MATERIAL PROVIDED
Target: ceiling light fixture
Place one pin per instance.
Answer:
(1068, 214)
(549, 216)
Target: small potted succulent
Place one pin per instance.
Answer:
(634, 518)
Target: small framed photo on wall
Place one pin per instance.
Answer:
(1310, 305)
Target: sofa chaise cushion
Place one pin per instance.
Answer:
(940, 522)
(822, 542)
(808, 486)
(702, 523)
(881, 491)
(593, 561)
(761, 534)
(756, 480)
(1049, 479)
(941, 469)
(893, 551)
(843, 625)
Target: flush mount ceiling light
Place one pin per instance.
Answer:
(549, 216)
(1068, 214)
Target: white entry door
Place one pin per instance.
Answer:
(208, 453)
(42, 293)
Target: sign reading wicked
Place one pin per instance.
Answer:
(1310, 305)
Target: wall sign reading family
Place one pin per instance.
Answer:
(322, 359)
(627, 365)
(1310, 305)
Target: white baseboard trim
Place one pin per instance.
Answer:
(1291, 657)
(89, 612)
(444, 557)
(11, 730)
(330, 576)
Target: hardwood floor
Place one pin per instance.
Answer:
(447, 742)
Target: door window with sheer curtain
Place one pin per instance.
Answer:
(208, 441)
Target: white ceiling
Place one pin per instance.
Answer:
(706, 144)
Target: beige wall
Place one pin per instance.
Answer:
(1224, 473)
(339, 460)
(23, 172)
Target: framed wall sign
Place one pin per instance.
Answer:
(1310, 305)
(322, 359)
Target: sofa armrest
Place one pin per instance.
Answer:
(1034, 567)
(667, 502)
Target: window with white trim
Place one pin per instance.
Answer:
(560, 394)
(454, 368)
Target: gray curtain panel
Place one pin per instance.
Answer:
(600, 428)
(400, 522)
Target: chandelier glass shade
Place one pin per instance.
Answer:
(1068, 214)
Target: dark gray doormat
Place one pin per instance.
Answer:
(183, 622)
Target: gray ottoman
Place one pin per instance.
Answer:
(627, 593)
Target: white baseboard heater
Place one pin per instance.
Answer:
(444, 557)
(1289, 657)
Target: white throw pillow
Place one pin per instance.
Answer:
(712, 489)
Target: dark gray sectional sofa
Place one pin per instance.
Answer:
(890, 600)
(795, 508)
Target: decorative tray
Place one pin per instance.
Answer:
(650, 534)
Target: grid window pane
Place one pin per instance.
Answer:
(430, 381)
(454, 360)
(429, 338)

...

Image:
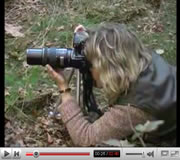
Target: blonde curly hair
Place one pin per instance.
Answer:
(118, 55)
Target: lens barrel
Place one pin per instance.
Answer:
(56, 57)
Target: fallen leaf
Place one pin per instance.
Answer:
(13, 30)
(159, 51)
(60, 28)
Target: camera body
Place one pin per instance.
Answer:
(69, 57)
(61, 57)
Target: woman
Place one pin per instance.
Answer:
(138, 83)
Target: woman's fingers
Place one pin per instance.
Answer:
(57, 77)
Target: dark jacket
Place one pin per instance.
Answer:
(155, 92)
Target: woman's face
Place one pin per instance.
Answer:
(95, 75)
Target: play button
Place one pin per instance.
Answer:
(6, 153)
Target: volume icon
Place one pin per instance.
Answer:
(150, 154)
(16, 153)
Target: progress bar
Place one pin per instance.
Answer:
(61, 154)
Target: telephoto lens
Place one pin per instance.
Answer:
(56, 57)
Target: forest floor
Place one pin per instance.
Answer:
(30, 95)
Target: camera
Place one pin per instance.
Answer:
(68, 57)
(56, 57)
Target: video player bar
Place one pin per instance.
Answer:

GIVEN TASK
Pick out every line of the material that contains the word "reading", copying each such line in full. Case counts.

TASK RESULT
Target: sign reading wicked
Target: wall sign reading family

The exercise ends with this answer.